*** Begin section ***

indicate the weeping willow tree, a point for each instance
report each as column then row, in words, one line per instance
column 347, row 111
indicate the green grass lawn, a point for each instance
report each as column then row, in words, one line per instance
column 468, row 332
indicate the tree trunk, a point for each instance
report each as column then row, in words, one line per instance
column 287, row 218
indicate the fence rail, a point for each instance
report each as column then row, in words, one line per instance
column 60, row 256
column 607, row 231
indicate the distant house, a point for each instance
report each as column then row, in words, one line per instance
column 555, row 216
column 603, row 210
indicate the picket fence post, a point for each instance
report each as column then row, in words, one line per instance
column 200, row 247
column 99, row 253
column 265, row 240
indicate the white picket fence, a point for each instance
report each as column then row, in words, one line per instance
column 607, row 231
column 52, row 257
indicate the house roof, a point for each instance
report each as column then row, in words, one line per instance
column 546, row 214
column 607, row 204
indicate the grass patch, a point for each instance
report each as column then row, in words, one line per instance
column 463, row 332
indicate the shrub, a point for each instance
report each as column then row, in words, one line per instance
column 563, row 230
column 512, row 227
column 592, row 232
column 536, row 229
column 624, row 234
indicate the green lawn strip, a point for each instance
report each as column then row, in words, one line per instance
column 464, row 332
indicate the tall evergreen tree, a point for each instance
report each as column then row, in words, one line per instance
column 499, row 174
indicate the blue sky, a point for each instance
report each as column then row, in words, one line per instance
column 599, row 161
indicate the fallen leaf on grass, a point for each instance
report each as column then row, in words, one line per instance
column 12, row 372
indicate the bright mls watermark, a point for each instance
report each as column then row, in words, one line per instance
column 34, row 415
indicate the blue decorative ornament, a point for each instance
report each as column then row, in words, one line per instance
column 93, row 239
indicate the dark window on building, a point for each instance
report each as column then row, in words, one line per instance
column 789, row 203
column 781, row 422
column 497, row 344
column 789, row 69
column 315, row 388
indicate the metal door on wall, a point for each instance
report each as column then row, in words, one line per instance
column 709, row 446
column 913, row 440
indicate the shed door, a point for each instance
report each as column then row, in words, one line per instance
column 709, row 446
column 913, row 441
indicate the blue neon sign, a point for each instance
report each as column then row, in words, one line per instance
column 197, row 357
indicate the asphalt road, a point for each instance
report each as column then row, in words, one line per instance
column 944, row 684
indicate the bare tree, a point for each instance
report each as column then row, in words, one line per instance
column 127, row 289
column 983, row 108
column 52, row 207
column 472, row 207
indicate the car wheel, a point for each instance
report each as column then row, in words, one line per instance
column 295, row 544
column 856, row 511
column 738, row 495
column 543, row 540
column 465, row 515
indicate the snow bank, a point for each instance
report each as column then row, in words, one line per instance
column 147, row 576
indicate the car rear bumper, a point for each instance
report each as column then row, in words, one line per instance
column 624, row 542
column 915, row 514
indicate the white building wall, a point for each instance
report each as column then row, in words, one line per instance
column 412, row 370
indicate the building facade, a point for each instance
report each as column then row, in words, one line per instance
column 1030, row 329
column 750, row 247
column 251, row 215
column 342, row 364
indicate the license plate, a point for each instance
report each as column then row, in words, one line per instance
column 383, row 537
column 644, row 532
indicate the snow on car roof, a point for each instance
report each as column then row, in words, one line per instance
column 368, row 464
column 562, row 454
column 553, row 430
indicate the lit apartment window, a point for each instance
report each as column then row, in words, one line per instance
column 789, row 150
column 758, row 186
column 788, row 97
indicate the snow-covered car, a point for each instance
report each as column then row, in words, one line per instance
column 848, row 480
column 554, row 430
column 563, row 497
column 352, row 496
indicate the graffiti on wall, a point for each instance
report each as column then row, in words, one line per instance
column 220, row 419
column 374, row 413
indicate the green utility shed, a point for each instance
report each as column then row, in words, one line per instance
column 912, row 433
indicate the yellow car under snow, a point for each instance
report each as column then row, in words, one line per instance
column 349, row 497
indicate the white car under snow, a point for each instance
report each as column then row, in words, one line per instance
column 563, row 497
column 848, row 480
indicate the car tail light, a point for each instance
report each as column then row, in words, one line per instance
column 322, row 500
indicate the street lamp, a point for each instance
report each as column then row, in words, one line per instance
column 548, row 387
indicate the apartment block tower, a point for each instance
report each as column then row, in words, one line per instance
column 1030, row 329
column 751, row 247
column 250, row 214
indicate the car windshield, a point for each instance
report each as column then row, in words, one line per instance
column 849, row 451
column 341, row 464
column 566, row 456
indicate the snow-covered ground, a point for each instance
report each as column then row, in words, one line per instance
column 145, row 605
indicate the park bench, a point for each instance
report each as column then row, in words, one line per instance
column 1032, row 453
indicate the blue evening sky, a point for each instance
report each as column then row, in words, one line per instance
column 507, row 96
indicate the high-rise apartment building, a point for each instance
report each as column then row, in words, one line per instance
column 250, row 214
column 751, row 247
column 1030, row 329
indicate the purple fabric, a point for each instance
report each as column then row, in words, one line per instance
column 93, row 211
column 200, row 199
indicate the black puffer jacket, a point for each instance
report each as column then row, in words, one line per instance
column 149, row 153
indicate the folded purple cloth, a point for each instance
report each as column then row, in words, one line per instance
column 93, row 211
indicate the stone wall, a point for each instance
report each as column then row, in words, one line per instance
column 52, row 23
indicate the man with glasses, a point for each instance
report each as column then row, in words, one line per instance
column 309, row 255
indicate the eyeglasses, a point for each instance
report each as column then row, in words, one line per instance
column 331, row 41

*** End section ***

● **PROBLEM DETAILS**
Could you find every line in the records above that has the string "fence" and copy it?

● **RESULT OF THE EXERCISE**
indicate the fence rail, a point for each instance
indicate the picket fence post, a point for each instance
indicate the white picket fence, a point for each instance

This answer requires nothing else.